Required task — Show each line of the entries below that contains the word "blackboard". Case counts.

◆ ◆ ◆ ◆ ◆

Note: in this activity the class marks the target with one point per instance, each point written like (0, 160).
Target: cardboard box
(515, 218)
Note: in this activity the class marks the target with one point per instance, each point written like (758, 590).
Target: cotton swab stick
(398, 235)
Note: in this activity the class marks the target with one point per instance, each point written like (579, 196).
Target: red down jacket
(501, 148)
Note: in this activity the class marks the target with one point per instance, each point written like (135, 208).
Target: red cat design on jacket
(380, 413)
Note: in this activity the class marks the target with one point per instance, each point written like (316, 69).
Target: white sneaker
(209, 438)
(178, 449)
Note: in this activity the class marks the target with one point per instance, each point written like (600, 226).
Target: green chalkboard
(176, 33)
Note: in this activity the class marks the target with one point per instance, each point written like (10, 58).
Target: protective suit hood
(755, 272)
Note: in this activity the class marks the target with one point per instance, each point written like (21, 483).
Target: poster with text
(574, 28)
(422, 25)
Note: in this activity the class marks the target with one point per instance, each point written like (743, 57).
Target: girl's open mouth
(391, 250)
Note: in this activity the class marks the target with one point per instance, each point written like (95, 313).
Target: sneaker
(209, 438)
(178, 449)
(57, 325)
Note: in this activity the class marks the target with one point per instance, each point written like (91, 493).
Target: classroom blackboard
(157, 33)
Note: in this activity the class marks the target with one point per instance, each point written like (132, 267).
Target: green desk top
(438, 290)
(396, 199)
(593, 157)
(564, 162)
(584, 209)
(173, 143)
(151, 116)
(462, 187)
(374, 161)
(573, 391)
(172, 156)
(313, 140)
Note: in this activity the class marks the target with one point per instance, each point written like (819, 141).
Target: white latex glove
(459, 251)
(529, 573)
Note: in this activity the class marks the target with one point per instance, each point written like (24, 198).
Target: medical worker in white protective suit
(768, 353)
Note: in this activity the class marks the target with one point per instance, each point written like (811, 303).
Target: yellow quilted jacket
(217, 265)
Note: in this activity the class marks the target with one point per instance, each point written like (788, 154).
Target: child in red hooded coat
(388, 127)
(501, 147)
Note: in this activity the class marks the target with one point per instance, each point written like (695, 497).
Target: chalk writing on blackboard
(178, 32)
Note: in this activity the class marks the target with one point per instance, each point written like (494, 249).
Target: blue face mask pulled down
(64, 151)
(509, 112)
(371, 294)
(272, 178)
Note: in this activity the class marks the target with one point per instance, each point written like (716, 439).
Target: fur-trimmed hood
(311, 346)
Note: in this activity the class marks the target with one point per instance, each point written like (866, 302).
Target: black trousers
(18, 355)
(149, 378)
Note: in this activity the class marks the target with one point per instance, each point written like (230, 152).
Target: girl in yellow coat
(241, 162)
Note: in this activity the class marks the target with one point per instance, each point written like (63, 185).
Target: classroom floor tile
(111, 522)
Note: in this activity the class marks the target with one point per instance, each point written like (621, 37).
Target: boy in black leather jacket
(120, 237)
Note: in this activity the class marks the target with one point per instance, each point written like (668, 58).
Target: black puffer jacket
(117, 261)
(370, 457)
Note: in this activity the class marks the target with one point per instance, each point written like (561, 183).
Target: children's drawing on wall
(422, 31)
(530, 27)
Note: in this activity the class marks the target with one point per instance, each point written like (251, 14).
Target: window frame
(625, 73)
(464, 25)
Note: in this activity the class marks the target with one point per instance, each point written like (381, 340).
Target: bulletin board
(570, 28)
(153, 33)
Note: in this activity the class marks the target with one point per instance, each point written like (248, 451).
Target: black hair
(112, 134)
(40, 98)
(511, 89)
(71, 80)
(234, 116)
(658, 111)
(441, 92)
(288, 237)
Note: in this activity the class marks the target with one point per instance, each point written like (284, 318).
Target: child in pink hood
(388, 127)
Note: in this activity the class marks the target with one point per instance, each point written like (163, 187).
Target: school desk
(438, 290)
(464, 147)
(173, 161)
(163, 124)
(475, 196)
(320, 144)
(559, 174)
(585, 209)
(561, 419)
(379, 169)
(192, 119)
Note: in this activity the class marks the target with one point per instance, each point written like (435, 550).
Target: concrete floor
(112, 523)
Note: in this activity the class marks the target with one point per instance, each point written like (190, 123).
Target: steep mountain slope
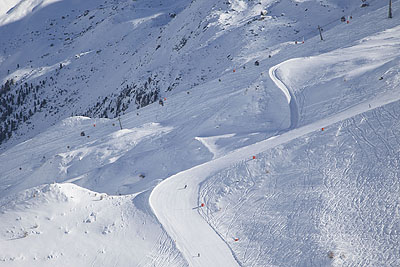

◆ ◆ ◆ ◆ ◆

Output for this exercise —
Target: classroom blackboard
Target: chalk writing on blackboard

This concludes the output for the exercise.